Required work: Reproduce every entry exactly.

——

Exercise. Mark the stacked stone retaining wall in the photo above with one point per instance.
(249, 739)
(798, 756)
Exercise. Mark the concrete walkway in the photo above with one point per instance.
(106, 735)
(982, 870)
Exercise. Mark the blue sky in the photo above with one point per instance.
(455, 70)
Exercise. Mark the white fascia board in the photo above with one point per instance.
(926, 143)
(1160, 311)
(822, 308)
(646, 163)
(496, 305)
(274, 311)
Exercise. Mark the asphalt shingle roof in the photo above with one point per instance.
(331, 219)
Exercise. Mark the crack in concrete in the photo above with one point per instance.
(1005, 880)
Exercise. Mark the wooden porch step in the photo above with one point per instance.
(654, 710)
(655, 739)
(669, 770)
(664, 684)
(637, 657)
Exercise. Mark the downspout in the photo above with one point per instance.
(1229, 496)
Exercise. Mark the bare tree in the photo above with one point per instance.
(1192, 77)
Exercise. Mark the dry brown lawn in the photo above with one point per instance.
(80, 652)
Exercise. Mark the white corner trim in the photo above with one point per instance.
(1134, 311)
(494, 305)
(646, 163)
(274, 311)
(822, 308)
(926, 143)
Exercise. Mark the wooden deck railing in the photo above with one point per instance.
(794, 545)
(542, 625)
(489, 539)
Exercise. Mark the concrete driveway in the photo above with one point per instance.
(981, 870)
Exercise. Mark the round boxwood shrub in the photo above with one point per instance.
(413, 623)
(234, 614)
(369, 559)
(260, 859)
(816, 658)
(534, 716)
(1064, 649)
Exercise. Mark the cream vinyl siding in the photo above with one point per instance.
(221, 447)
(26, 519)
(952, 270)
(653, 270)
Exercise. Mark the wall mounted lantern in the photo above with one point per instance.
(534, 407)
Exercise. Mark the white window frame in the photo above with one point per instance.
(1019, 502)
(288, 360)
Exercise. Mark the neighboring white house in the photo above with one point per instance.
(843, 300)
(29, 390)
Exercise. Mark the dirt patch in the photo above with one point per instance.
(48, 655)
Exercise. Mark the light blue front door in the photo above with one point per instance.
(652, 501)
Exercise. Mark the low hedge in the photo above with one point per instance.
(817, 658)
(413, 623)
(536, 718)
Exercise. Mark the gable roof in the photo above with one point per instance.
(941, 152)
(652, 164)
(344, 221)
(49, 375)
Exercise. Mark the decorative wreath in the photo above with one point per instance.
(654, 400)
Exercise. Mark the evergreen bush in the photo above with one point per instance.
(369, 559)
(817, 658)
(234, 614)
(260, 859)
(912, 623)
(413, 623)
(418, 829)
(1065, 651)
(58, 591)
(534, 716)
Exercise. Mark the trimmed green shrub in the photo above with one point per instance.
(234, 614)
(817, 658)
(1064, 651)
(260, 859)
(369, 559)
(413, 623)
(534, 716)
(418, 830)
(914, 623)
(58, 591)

——

Answer to this exercise:
Exercise. Mark the stacked stone retaining wall in the photo above with one point per instance.
(249, 739)
(798, 756)
Exercise. Mark the concrete walkway in the photo above with one point per instance.
(106, 735)
(982, 870)
Exercise. Mark the blue sky in the photo above with one point per instance.
(455, 70)
Exercise. Mark the white fascia board in the photo above with one point per instance.
(926, 143)
(1160, 311)
(822, 308)
(646, 163)
(496, 305)
(274, 311)
Exercise. Mark the asphalt shingle roof in the photo above with one point per instance.
(331, 219)
Exercise. Mark the crack in concrete in the photo above with one point per instance.
(1005, 880)
Exercise. Mark the wooden porch step in the photo above with one point per instance.
(654, 710)
(655, 739)
(669, 770)
(664, 684)
(637, 657)
Exercise. Mark the downspout in the photo above with one point per instance.
(1229, 496)
Exercise. Mark the bare tree in the photo above with one point per instance.
(1192, 77)
Exercise. Mark the dry brown lawn in the photo above with one point per instance.
(80, 652)
Exercise. Mark the white corner trim in the photo above with one point per instance.
(1134, 311)
(494, 305)
(646, 163)
(274, 311)
(822, 308)
(926, 143)
Exercise. Mark the wooden deck railing in the photo above with one point per instance.
(794, 545)
(542, 625)
(489, 539)
Exercise. Mark the concrete driveway in the photo above with one point per instance.
(981, 870)
Exercise. Mark the round boxwood shrub in the photo above with one point per instance.
(413, 623)
(234, 614)
(369, 559)
(260, 859)
(816, 658)
(534, 716)
(1064, 649)
Exercise. Mark the cream vinyl siding in the photo above with one point per instance.
(221, 447)
(26, 519)
(952, 270)
(653, 270)
Exercise. Mark the wall mounted lantern in the photo above with one point per instance.
(534, 407)
Exercise. Mark the white window frame in the photo above with one point per instance.
(1019, 502)
(288, 360)
Exercise. Mark the neighboring white house in the photo above with one point per instance.
(843, 300)
(29, 390)
Exercise. Mark the dirt patch in the photo above with one point per instance.
(48, 655)
Exercise. Mark the light blue front door in the photo above with one point per instance.
(652, 501)
Exercise. Mark the low hedge in the photo above with one point per instance.
(817, 658)
(413, 623)
(536, 718)
Exercise. Mark the gable roof in the photo above with one point per instance.
(941, 152)
(652, 164)
(344, 221)
(49, 375)
Exercise. Mark the decorative wreath in the photo above with one point per instance.
(654, 400)
Exercise. Mark the evergreen bush in the photo above with one point per instance.
(369, 559)
(817, 658)
(234, 614)
(260, 859)
(912, 623)
(413, 623)
(418, 829)
(1065, 651)
(58, 591)
(534, 716)
Exercise. Mark the trimmed green shrub in the photo above with one point per instance.
(234, 614)
(817, 658)
(1064, 651)
(260, 859)
(369, 559)
(413, 623)
(534, 716)
(418, 830)
(914, 623)
(58, 591)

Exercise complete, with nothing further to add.